--- Information given ---
------------------------

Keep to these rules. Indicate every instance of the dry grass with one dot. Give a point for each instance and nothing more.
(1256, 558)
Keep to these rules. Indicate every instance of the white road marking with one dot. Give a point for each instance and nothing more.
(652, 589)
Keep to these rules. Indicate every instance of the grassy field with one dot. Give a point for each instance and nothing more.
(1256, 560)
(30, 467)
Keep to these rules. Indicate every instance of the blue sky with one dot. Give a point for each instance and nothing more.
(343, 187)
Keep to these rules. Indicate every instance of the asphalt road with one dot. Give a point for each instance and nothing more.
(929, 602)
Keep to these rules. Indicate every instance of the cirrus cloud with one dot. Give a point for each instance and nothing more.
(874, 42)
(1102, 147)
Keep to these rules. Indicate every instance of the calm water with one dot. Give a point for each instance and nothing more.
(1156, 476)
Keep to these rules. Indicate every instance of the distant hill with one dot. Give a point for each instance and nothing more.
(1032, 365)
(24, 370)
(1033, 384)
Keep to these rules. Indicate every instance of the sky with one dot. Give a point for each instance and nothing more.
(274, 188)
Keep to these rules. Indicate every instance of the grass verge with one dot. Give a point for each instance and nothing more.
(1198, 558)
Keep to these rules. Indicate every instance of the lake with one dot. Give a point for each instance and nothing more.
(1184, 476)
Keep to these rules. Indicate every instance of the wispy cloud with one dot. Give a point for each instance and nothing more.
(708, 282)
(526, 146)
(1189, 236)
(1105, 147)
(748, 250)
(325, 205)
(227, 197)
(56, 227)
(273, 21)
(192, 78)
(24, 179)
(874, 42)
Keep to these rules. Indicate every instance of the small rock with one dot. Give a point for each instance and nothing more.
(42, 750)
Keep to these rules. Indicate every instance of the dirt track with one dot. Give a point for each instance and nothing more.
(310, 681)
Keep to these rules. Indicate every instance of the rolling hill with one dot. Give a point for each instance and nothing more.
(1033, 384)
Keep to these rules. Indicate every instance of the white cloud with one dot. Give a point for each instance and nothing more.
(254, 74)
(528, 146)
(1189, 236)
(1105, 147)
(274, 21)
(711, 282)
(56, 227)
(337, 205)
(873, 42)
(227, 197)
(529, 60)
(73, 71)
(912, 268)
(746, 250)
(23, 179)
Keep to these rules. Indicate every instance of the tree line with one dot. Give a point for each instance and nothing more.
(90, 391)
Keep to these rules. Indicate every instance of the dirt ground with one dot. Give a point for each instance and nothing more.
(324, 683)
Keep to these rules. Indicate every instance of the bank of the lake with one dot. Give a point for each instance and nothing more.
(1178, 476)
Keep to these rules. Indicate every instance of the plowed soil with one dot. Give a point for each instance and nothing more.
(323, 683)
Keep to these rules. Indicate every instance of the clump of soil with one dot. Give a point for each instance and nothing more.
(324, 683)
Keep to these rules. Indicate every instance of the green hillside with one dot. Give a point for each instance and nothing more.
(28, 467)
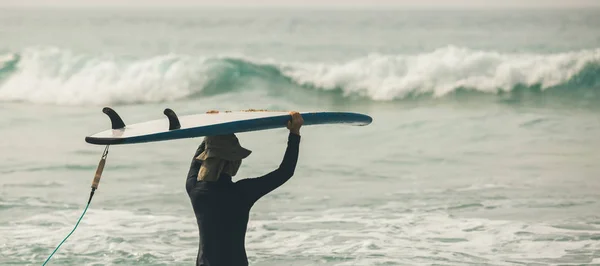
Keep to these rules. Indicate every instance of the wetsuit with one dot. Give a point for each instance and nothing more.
(222, 208)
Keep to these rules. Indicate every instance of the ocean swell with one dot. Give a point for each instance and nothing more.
(56, 76)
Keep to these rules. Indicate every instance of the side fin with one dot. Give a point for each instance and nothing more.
(115, 119)
(173, 120)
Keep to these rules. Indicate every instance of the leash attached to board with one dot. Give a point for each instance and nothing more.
(95, 183)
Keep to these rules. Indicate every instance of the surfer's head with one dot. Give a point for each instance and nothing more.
(222, 154)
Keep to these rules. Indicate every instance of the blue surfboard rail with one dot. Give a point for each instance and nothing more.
(248, 125)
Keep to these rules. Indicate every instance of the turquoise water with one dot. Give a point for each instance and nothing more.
(483, 149)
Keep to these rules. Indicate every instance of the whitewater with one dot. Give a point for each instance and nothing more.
(483, 148)
(51, 75)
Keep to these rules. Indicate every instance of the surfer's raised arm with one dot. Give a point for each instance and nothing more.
(255, 188)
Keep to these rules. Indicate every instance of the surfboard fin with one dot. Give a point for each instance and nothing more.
(173, 120)
(115, 119)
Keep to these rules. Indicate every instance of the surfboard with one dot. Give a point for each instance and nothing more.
(211, 123)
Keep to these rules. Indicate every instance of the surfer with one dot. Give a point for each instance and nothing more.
(221, 206)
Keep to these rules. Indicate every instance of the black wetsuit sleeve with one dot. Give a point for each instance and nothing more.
(194, 168)
(255, 188)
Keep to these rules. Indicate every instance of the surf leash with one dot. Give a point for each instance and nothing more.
(95, 183)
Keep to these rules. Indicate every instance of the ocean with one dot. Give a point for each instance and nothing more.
(484, 146)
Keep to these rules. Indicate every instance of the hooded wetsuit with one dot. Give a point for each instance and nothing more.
(222, 207)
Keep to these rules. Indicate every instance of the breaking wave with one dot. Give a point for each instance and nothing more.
(56, 76)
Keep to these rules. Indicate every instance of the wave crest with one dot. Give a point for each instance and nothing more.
(50, 75)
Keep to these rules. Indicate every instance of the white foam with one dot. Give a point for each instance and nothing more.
(51, 75)
(384, 77)
(57, 76)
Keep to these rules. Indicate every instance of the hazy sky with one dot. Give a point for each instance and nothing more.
(309, 3)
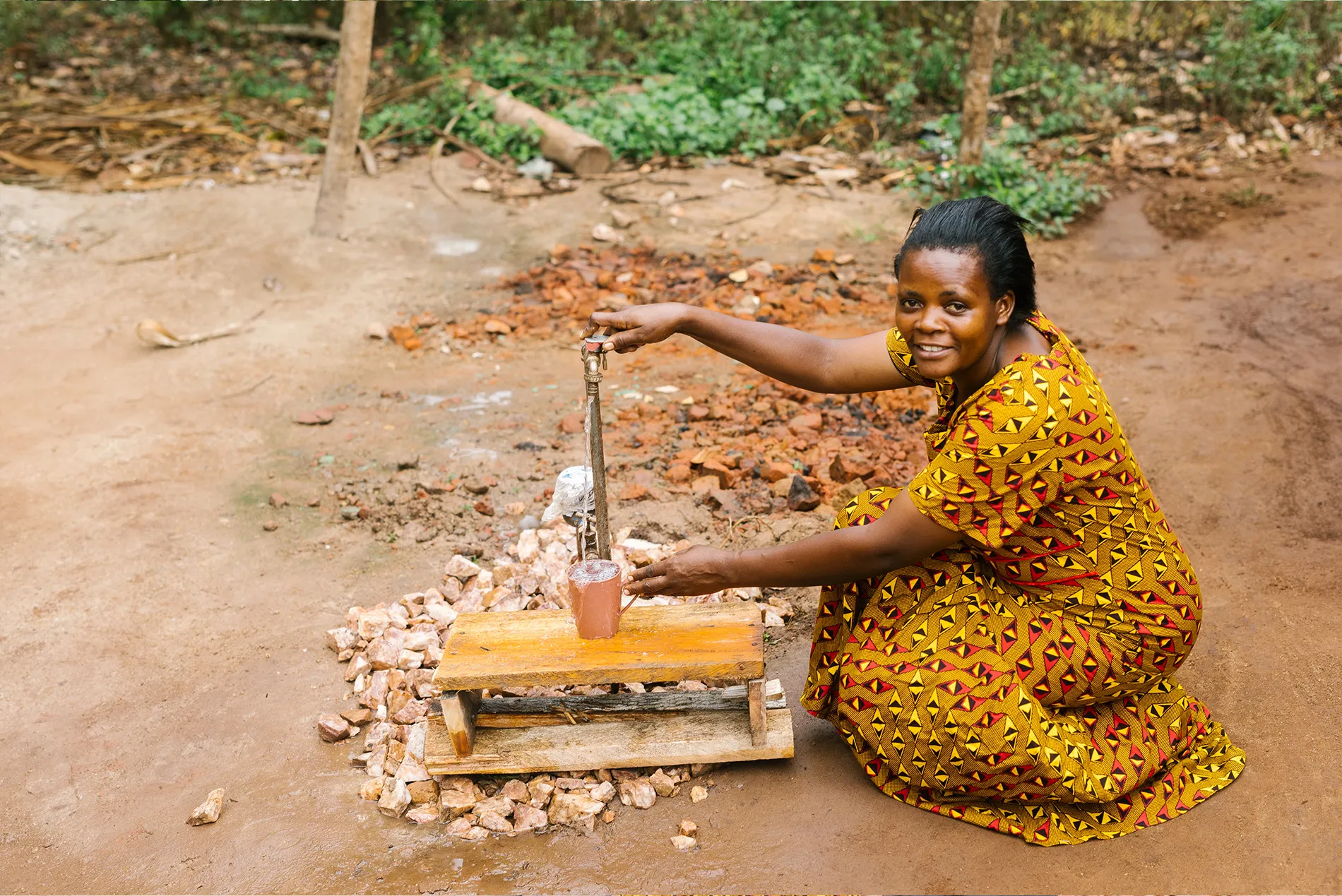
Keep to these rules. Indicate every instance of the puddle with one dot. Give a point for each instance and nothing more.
(454, 247)
(482, 400)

------------------------

--- Your goal ---
Only the pictures are to be excluded; all other parts of the records above are to be given exactly.

--- Output for this exercise ---
Keep to these rules. Indicate every instance of the dry grass with one dot. Give a point for each instance and nothing more.
(1256, 558)
Keep to these rules. Indicate every instance of the white road marking with one dot. Give a point for each instance and nothing more.
(652, 589)
Keep to these rules. Indicate every instance of the grassy field with one dot. Give a point for each instance and nothing more.
(1256, 560)
(30, 467)
Keep to these rules. Indicate every instance of the blue sky with one dot. Give a point for each instance and nothing more.
(343, 187)
Keep to these rules. Indicate every instance of the asphalt road with one dot. Give a point for each instance and nothing more.
(929, 602)
Keep to these rules. Indicate every instance of the cirrus cloud with one dot. Give a point for each instance and nothing more.
(874, 42)
(1102, 147)
Keep to these rules. Indicate every instance of the calm water with one dot. Give a point for each instance and nothing more.
(1156, 476)
Keep to these rules. Indicate every instance of the distant hill with one dot. Give a point for each instance and nothing more.
(1032, 365)
(24, 370)
(1033, 384)
Keep to these rules. Indicate every instance of the sky with one dot. Give a point for each instance and nothing more.
(274, 188)
Keep to these rules. Indicate every instance of the grass verge with one dot. Give a point for each instance and nothing more.
(1198, 558)
Keep to these rules. Indicate every instance of the lake with one dot. Give a point for each instance and nothing more.
(1184, 476)
Keep to these rules. Indicate every instance of the wispy cloud with one dot. Give a point for each instance and nothing more.
(708, 282)
(526, 146)
(1189, 236)
(1105, 147)
(748, 250)
(325, 205)
(227, 197)
(56, 227)
(273, 21)
(192, 78)
(24, 179)
(874, 42)
Keep to these rules. Indicate every instance of the small rock with one dot. Give a point for each instance and nothing more.
(42, 750)
Keep to these rules. Indicate every instance of the dirt track with one dot. Give a point for each instance and nothing more.
(310, 681)
Keep to these rules. Indicate every instance of the rolling hill with one dot. Give a point for each instance and nothing more.
(1033, 384)
Keep to these rules. Indicate every instance of the white cloud with one dot. Give a point for each instance and nothing more.
(254, 74)
(528, 146)
(1189, 236)
(1105, 147)
(274, 21)
(711, 282)
(56, 227)
(337, 205)
(873, 42)
(227, 197)
(529, 60)
(73, 71)
(912, 268)
(746, 250)
(23, 179)
Keep to these rules. Indicate every instance of the tree line with one dot. Give a point for each instance and nothing more.
(90, 391)
Keep to these rules. Indicate every instance of the dirt ground with one dot. Give a point for each instance and nothing more.
(324, 683)
Keep to these rules. Indicate every instance of the bank of the lake with one dot. Give a point for each instance and nothing more.
(1178, 476)
Keep to these rules. Indicate every instance of the plowed soil with one dot. Give a point for each instance and nothing more.
(323, 683)
Keep to these rules. Indicate every instance of the clump of soil with one dot. Give a point for each instance and nothing more.
(324, 683)
Keep to these rules. Indicate every instance of the green hillside with one dot. Give a point for each instance and nothing more.
(28, 467)
Keep to these rules. Indicate every instance of the wetsuit with one dot. Give a point for each instance and nothing more.
(222, 208)
Keep to these rules. Indicate every instance of the ocean swell with one dot. Give a point for each instance and nothing more.
(56, 76)
Keep to these rules. Indicate every instance of the side fin with one dot. Give a point for each instance and nothing more.
(115, 119)
(173, 120)
Keep to these rules. Indicate every instance of the leash attached to board with one dot. Give a point for each instance and nothing more.
(95, 183)
Keep to these rules. Indicate every instance of the surfer's head with one dot. Give a point for each instance and nothing more.
(222, 154)
Keep to these rules. Indicate every instance of the blue surfboard rail with one dot. Give a point for each instance and nothing more.
(248, 125)
Keep to these rules. Indicate every instance of the turquoise water with one dot. Give a point for each instance and nothing more.
(483, 149)
Keep to these rules. Indicate every instance of the whitewater with one dot. Give a point for each instance and nothing more.
(483, 148)
(51, 75)
Keep to these rules. Indicate every instance of the surfer's raised arm with one dot. Give a point for each instance and nothing more.
(255, 188)
Keep to these rules. Indicate every instance of the surfboard fin with one dot. Give a point for each instance and nothing more.
(173, 120)
(115, 119)
Keep to these rules. Indicate every instance of the surfboard with one dot. Give a point for each instance and nothing more.
(211, 123)
Keep to these rules. Indicate every instance of the surfer with one dot. Give a point for each instance and nothing more.
(221, 206)
Keep to these rules. Indicate every instance of the black wetsuit sleeve with one dot. Give a point for each instance and nothing more.
(194, 168)
(255, 188)
Keep to these rules. Indicate every instance of the surf leash with one dot. Give a point for each instance and nothing more.
(95, 183)
Keep to these rules. Indicate every instance of the ocean with one dot. Give a point for each instance and nothing more.
(484, 146)
Keep to these rules. Indicate every instance of the hooded wetsuit with one dot. Give a point for each instance and nothing more.
(222, 207)
Keep to these rules. Indicate every instance of the breaking wave with one dot. Give a point for each instance and nothing more.
(56, 76)
Keep to these rules. Indicate every instance of the wave crest with one dot. Give a point for each instance and nothing more.
(50, 75)
Keep to these rules. Indicate every instance of the white foam with one dot. Give a point for each instance and nothing more.
(51, 75)
(384, 77)
(57, 76)
Keep to these rules. Indicate every instance of the hazy sky with one dot. Give a point for each instance and nothing more.
(309, 3)
Keep to these rules. Indicate every instance of the puddle with one dot. Give a point for each instance and nothing more.
(454, 247)
(482, 400)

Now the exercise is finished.